Extract to read =
┌──

Operating System - OpenVMS
1827872 Members
1581 Online
109969 Solutions
New Discussion

Did some testing of pagefile usage under 7.3

 
Jan van den Ende
Honored Contributor

Re: Did some testing of pagefile usage under 7.3

Wim,

@ 1),

I recall seeing them on the hardcopy console once. Must have been V4.x.
I am not really looking forward to a repeat experience though..

@ 2),

my guess would be that the system is still so exceedingly slow, because you already were at the point where the ModifiedPageWriter is still desparately seeking locations to move pages into the pagefile, while a number of processes are trying to fault in pages that are already reserved (by malloc()) in the working set, so such process is entirely entitled to fault in such page from DZRO, but is Resource Waiting for DZRO pages, which can only become available from the (empty) free page list. (How is that for long sentences eh?)
Killing such process moves its in-memory pages to the free list, on to the DZRO list, to be used immediately by (some of) the waiting processes. Thus MPW has to get going again, and now has --some-- pagefile space, most probably very fragmented.
The waiting-for-pages processes use them up as fast as they are freed, and as long as there is still any process trying to get its not-yet mapped alloc-ed pages mapped in, you are still not able to do much.

Only after you kill enough to deplete that things-to-do list will there be room to breath again.

└──

Goal = In the OpenVMS pagefile thread above, where do a process's in-memory pages go when that process is killed? Please answer in one sentence.

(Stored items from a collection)
┌──

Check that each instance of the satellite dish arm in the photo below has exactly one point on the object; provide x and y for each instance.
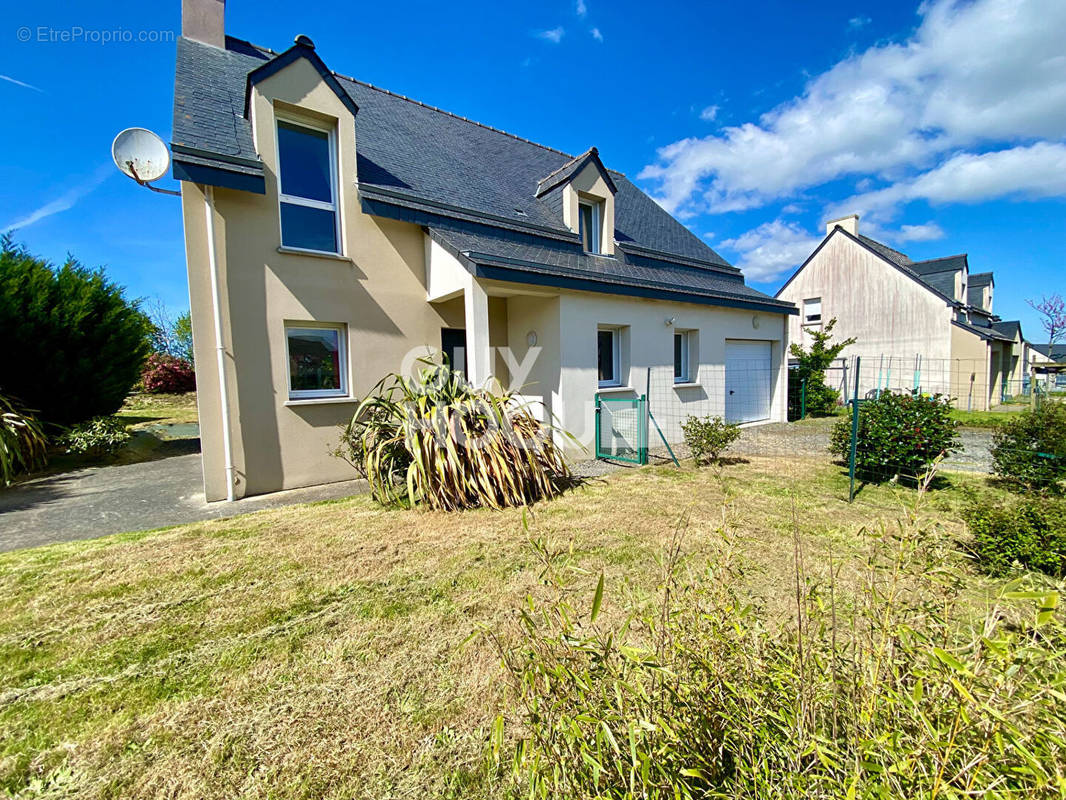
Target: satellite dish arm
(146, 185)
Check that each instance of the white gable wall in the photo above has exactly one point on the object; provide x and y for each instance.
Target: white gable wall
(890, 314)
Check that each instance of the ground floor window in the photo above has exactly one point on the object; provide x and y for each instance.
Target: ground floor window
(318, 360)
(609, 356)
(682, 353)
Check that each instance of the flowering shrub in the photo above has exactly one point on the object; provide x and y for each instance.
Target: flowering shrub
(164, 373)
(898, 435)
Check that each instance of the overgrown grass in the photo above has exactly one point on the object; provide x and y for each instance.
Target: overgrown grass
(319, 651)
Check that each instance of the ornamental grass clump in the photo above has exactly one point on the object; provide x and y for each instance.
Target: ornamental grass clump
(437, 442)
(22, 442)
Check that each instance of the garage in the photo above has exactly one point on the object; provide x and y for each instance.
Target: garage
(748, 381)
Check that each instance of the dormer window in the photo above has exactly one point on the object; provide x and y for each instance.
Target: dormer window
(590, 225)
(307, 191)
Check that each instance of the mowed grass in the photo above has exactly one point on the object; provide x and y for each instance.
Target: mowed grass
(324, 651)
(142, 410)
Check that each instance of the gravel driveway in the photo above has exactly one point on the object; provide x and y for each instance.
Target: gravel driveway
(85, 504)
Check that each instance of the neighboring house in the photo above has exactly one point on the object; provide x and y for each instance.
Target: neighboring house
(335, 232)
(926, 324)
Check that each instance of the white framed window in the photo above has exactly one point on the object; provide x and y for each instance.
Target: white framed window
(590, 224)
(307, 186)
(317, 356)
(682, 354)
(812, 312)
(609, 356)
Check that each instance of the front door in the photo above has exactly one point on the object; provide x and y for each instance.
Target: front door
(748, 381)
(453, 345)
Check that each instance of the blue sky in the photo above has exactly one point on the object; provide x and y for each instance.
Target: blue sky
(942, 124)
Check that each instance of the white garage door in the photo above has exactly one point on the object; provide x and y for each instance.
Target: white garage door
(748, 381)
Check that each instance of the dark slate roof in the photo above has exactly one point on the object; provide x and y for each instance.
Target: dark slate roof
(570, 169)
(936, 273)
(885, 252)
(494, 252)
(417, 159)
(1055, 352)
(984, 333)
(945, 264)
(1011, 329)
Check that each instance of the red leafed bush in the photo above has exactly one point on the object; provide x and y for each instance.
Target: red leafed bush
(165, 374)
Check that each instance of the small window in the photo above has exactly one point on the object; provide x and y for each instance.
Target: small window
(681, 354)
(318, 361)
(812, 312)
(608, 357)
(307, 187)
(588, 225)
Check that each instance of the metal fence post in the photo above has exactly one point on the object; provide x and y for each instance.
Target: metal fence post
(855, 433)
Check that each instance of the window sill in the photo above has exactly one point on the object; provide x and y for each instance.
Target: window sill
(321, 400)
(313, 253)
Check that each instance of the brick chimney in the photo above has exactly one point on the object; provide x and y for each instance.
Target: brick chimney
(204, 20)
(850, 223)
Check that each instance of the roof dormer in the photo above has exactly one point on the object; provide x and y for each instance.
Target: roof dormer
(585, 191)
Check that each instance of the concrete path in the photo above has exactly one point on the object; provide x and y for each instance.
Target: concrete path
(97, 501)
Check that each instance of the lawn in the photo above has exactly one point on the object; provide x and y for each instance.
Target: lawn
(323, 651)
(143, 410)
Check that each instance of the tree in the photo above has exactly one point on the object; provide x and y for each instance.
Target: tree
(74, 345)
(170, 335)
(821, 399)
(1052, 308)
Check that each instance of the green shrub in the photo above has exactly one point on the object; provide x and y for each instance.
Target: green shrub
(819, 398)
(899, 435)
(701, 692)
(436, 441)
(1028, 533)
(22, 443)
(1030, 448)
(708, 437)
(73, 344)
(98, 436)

└──

Correct result = They move to the free list and on to the DZRO list, where some of the waiting processes use them immediately.